Activity: Print the lines exactly. Start at the first line of the material below, end with the line that contains "Target: glass light shade", and skip all pictures.

Data listing:

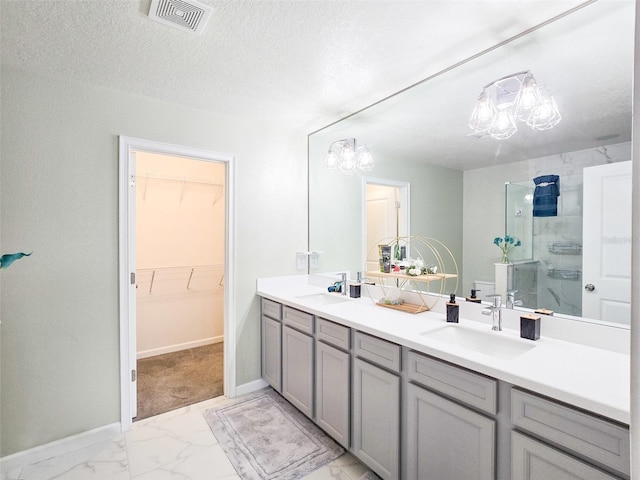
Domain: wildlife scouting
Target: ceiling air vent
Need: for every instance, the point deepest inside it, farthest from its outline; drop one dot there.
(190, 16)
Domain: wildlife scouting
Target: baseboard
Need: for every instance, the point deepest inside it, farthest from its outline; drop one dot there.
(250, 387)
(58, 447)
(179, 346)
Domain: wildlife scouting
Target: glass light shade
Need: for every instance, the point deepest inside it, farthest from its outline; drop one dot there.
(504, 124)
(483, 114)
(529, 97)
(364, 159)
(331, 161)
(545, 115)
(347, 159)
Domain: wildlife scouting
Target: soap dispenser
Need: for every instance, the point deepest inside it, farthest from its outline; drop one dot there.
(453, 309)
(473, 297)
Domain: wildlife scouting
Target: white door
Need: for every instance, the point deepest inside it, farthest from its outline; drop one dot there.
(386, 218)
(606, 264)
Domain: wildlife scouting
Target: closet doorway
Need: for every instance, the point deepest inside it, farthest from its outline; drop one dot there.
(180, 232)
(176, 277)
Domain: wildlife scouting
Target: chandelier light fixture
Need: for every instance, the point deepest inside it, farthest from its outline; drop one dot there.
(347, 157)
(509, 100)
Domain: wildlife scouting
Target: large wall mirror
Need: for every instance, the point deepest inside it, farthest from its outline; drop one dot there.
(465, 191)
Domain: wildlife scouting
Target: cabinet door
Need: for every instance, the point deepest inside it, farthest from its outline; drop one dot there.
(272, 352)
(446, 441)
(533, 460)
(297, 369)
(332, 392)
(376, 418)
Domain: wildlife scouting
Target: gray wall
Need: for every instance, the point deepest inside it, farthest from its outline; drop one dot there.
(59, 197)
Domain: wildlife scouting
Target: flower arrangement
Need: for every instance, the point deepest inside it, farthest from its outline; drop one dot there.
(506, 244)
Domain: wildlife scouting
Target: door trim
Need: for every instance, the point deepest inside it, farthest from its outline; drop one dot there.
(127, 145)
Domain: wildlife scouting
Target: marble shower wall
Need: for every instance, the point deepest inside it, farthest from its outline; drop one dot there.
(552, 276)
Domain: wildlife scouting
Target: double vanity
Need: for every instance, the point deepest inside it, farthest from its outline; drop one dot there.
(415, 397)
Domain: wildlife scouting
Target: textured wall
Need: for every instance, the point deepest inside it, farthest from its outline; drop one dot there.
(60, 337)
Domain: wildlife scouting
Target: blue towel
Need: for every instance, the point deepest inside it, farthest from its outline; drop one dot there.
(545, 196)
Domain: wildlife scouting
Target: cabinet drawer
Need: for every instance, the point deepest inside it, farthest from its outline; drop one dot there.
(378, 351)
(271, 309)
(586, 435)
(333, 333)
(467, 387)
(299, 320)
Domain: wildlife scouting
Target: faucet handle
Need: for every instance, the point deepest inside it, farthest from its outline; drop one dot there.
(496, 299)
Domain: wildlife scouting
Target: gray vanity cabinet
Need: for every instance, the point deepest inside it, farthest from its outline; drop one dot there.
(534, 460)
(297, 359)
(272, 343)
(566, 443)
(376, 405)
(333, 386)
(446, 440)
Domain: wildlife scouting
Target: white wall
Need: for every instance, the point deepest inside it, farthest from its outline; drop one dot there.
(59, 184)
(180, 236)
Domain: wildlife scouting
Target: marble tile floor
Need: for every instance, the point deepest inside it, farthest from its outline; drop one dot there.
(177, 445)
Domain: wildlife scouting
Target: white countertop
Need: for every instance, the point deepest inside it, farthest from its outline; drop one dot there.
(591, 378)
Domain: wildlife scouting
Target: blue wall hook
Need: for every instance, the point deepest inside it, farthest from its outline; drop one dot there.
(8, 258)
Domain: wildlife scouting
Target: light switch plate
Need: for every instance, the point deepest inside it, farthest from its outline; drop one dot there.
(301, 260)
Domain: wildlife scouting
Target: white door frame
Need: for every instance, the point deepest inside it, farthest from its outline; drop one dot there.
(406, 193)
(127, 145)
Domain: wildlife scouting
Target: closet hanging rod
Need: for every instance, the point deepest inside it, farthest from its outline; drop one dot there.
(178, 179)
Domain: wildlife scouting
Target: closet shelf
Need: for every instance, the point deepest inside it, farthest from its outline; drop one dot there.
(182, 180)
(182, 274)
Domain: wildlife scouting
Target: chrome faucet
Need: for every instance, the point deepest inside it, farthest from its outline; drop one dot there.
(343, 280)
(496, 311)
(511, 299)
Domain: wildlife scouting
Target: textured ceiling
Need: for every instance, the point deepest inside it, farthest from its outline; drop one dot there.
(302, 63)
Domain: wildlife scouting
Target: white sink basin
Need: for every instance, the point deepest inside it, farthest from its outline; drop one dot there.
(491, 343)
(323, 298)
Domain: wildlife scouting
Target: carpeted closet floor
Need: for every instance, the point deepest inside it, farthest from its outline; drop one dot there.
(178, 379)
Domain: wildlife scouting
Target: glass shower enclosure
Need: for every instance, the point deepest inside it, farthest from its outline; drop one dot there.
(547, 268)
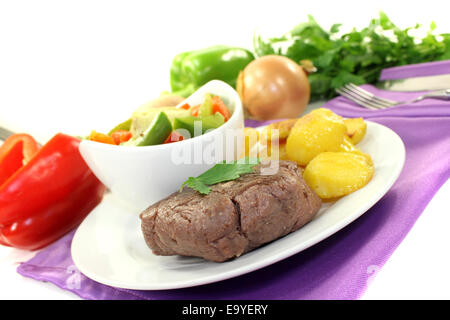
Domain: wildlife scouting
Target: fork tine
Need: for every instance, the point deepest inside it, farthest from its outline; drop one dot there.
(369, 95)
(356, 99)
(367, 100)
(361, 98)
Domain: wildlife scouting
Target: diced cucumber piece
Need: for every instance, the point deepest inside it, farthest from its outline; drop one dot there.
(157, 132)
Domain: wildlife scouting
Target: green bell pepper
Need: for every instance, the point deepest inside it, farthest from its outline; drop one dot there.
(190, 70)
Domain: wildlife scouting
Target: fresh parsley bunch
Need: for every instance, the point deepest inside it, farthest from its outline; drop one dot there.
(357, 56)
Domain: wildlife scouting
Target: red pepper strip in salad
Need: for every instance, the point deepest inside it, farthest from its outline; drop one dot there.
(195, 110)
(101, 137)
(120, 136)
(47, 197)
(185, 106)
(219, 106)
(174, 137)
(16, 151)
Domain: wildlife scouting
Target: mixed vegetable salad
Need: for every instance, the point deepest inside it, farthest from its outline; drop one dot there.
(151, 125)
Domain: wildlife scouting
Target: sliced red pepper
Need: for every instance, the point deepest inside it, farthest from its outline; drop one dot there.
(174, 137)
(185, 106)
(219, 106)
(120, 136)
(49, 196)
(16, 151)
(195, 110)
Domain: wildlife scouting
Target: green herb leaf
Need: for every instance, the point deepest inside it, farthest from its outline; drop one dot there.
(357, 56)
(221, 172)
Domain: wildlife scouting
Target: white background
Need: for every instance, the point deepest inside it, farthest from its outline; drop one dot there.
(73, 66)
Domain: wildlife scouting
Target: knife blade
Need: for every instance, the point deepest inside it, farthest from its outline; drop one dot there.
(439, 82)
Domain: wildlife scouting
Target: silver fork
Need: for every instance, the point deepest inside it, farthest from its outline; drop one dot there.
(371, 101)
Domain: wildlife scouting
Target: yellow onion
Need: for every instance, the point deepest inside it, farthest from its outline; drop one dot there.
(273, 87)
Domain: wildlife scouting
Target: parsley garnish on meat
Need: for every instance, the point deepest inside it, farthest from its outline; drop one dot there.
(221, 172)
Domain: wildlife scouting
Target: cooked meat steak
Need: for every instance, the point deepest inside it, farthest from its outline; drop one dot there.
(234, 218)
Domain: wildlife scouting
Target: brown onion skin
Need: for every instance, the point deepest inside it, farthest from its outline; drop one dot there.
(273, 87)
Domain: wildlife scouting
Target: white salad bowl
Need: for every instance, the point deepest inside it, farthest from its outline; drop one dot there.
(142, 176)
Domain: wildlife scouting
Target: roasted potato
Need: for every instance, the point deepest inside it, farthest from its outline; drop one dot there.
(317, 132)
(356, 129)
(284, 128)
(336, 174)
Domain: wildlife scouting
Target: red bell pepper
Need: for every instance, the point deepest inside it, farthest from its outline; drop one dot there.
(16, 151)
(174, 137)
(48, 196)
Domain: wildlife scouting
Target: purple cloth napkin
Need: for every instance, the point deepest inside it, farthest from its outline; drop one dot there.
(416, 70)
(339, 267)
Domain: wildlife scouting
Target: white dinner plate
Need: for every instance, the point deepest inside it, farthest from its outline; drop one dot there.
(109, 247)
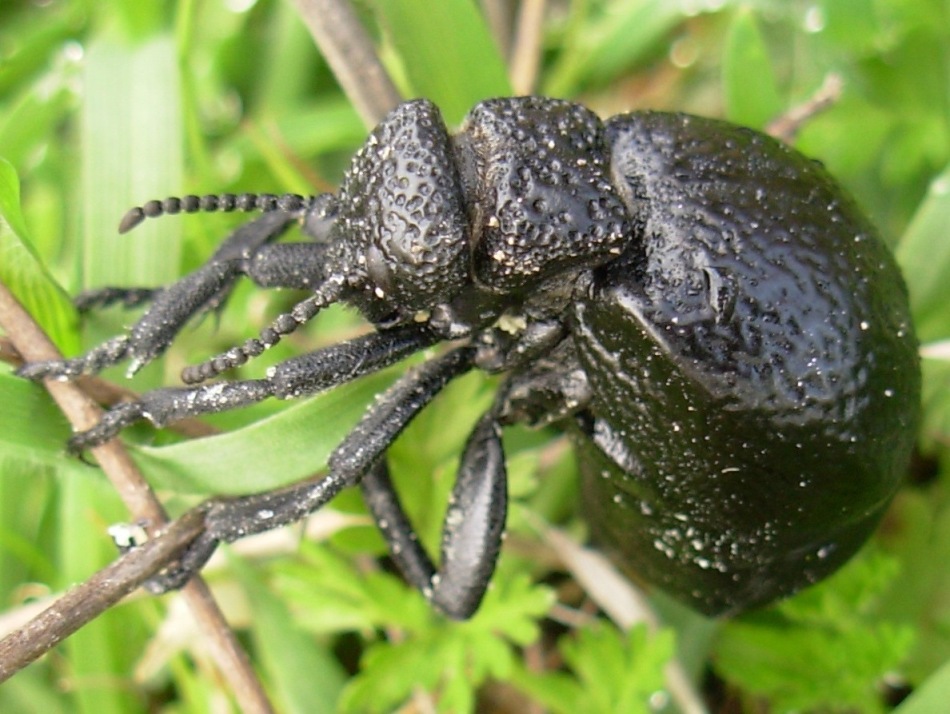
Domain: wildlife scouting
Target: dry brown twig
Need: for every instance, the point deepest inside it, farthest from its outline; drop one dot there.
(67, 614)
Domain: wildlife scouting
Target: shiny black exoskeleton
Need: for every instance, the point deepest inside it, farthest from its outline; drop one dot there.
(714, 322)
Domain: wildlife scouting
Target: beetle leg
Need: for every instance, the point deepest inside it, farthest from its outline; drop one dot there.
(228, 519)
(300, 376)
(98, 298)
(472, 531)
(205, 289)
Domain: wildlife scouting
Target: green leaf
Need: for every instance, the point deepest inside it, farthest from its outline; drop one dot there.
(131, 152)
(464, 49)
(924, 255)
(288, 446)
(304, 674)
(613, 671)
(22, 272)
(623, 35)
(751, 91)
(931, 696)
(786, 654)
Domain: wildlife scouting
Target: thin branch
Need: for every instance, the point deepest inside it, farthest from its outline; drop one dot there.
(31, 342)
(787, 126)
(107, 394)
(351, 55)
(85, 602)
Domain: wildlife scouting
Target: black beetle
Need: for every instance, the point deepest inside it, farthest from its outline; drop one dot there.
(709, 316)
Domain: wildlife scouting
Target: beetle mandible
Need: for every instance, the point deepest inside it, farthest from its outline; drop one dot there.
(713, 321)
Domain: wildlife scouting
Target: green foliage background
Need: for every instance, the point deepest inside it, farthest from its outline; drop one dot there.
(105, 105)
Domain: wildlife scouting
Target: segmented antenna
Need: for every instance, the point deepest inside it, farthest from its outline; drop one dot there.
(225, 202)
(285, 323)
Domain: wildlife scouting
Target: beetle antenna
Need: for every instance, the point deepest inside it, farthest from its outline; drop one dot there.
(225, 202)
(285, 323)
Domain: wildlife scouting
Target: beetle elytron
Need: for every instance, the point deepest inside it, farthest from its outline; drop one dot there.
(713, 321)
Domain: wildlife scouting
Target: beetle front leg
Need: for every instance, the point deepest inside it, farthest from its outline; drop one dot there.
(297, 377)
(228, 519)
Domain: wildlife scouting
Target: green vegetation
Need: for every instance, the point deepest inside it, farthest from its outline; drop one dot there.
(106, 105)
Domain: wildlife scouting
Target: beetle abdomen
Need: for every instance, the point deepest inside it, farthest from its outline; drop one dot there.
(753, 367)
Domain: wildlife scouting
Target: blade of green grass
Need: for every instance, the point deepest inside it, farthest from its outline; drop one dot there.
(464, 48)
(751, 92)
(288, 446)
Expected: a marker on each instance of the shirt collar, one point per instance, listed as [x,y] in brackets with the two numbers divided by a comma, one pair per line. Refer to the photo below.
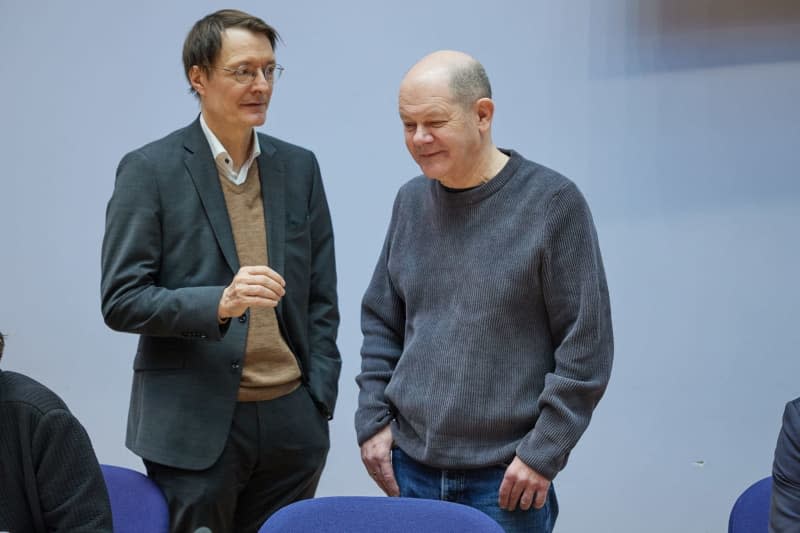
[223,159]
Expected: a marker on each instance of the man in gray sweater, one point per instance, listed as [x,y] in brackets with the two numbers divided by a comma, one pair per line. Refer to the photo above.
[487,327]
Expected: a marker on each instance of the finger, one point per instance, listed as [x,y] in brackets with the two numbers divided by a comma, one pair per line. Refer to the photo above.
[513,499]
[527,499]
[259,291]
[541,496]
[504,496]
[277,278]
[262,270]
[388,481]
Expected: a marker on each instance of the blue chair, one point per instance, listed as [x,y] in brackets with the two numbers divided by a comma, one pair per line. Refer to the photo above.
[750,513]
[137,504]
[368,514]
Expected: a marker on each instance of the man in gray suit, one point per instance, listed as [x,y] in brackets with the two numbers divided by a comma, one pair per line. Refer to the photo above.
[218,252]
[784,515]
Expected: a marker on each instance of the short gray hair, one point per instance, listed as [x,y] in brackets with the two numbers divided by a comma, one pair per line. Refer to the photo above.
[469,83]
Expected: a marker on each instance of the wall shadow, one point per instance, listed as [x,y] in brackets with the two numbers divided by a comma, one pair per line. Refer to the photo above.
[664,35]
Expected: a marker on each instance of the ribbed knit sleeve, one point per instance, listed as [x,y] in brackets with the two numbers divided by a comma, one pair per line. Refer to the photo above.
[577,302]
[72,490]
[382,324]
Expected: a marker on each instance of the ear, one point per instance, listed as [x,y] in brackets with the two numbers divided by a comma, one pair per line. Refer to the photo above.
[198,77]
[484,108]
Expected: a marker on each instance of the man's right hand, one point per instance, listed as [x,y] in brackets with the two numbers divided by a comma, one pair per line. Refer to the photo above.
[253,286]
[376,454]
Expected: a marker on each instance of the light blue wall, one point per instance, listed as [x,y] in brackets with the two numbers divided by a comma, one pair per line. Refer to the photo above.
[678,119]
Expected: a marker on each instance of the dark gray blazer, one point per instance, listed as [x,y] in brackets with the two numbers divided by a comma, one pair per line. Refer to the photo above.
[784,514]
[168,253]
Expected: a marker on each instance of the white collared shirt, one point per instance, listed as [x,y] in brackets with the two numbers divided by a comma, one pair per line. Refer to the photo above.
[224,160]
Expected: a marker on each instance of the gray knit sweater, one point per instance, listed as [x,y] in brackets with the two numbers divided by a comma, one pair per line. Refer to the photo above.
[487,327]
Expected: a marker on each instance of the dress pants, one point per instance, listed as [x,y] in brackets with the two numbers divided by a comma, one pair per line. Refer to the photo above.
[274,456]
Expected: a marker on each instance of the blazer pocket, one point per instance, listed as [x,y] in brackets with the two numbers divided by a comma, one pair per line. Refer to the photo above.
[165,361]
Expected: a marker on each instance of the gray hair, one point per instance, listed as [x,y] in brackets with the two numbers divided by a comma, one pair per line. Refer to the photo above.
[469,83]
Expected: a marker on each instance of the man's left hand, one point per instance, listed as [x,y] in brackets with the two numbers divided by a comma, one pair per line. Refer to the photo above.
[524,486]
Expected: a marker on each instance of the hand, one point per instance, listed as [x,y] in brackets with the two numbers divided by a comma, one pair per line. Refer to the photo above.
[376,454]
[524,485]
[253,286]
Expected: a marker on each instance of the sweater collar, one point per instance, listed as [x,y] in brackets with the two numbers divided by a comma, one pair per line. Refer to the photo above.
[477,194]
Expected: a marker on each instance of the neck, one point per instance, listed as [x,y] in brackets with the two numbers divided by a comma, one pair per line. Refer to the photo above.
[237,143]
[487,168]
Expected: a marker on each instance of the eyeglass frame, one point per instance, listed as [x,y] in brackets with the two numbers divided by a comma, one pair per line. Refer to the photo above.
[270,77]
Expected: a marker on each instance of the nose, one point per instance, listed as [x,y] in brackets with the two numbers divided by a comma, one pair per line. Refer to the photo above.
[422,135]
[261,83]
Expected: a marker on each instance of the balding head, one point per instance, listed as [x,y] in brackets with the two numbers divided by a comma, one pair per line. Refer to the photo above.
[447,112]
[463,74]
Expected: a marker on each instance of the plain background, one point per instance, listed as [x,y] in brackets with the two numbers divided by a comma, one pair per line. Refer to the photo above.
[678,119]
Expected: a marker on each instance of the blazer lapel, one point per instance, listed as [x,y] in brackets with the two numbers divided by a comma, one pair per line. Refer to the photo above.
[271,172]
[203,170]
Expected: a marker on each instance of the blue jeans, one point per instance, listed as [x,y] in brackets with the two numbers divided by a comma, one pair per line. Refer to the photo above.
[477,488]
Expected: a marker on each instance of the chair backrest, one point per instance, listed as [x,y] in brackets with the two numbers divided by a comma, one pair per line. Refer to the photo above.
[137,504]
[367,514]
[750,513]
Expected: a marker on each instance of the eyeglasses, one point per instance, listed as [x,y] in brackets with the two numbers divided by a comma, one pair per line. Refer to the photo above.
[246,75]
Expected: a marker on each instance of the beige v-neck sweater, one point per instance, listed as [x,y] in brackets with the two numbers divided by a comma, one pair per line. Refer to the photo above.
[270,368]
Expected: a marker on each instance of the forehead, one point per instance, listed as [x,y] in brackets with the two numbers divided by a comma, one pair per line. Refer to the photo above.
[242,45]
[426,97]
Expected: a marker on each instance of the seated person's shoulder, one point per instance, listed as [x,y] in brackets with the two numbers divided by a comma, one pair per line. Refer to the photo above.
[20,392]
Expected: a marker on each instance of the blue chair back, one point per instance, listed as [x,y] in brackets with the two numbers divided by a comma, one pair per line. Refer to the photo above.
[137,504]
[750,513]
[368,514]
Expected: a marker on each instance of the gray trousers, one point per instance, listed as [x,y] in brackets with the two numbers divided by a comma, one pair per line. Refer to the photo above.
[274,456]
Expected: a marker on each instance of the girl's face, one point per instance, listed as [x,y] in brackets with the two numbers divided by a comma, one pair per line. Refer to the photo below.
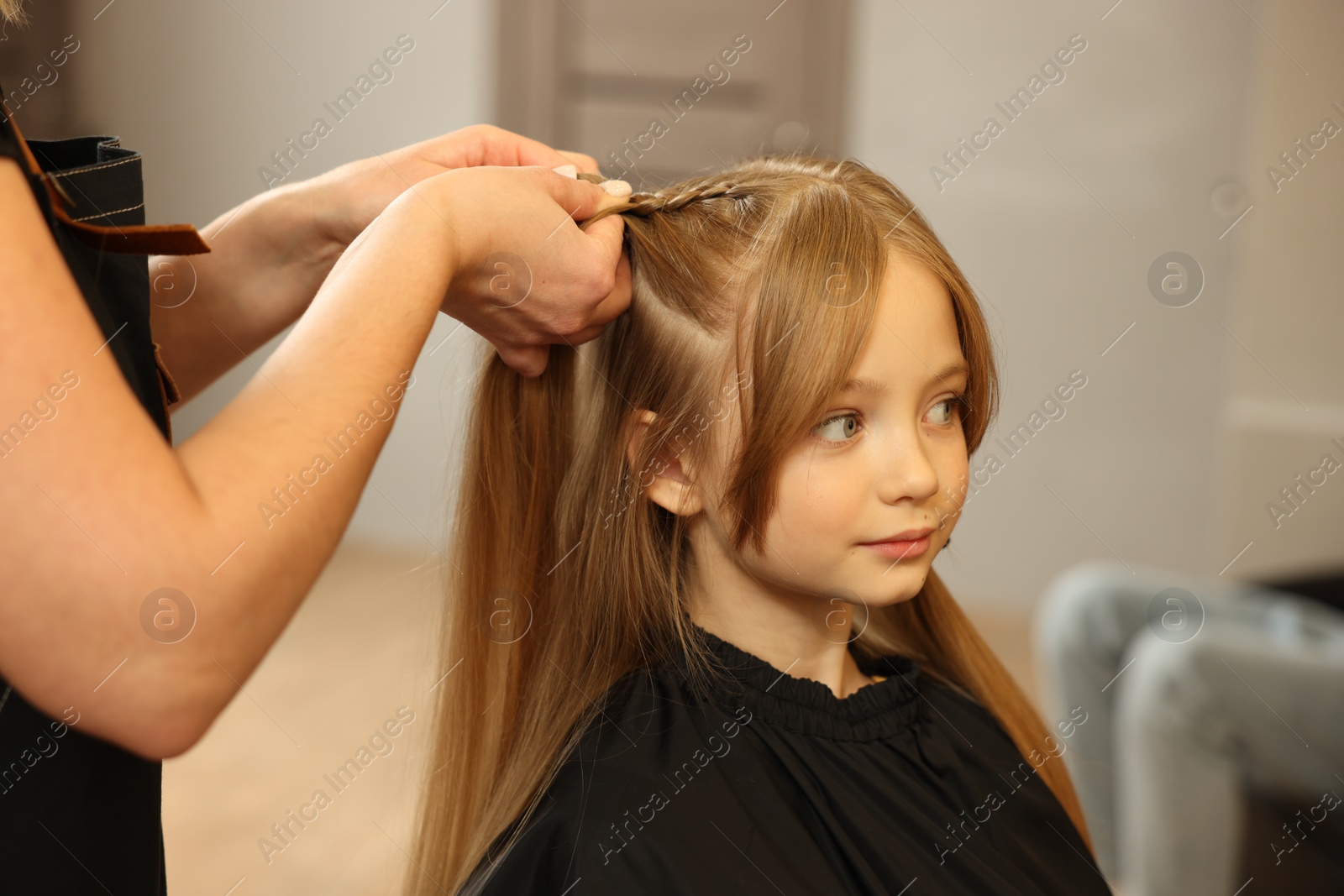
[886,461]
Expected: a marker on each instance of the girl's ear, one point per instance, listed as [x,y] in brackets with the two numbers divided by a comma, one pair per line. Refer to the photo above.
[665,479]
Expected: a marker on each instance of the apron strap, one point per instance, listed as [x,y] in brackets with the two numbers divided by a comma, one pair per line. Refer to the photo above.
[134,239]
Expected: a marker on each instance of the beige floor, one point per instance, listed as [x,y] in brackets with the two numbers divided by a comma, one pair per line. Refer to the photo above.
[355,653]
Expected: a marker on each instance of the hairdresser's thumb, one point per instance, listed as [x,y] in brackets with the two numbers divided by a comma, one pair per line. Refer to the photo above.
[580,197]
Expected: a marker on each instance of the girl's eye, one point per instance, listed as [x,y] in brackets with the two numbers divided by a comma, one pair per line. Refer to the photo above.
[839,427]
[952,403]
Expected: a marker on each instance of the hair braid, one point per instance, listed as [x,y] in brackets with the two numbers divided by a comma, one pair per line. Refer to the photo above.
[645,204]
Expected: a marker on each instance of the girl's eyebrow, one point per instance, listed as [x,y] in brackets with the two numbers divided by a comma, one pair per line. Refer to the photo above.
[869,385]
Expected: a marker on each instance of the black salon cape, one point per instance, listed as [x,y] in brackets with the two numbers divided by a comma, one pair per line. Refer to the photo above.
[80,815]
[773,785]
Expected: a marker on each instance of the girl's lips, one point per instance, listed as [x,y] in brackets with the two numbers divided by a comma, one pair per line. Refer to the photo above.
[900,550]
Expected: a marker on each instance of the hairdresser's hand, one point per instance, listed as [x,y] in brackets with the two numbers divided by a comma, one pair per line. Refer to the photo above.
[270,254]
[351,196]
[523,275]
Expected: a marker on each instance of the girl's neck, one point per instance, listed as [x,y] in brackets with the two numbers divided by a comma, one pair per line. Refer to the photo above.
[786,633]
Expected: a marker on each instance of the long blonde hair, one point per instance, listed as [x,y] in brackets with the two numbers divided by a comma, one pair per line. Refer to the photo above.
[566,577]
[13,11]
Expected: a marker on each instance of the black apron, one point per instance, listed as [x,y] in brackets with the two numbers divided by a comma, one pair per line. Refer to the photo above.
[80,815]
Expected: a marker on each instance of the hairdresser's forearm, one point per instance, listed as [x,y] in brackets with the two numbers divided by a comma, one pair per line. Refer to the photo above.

Response box:
Domain: wildlife scouting
Target: ceiling air vent
Need: for every instance, the point deepest inside it, farthest from its outline; drop one dot there.
(190, 16)
Domain: wildlife scouting
Target: baseboard
Need: for every instance, the point deepest inside it, farthest from its outline; drop one dot there.
(250, 387)
(58, 447)
(179, 346)
Domain: wildlife scouting
Target: glass light shade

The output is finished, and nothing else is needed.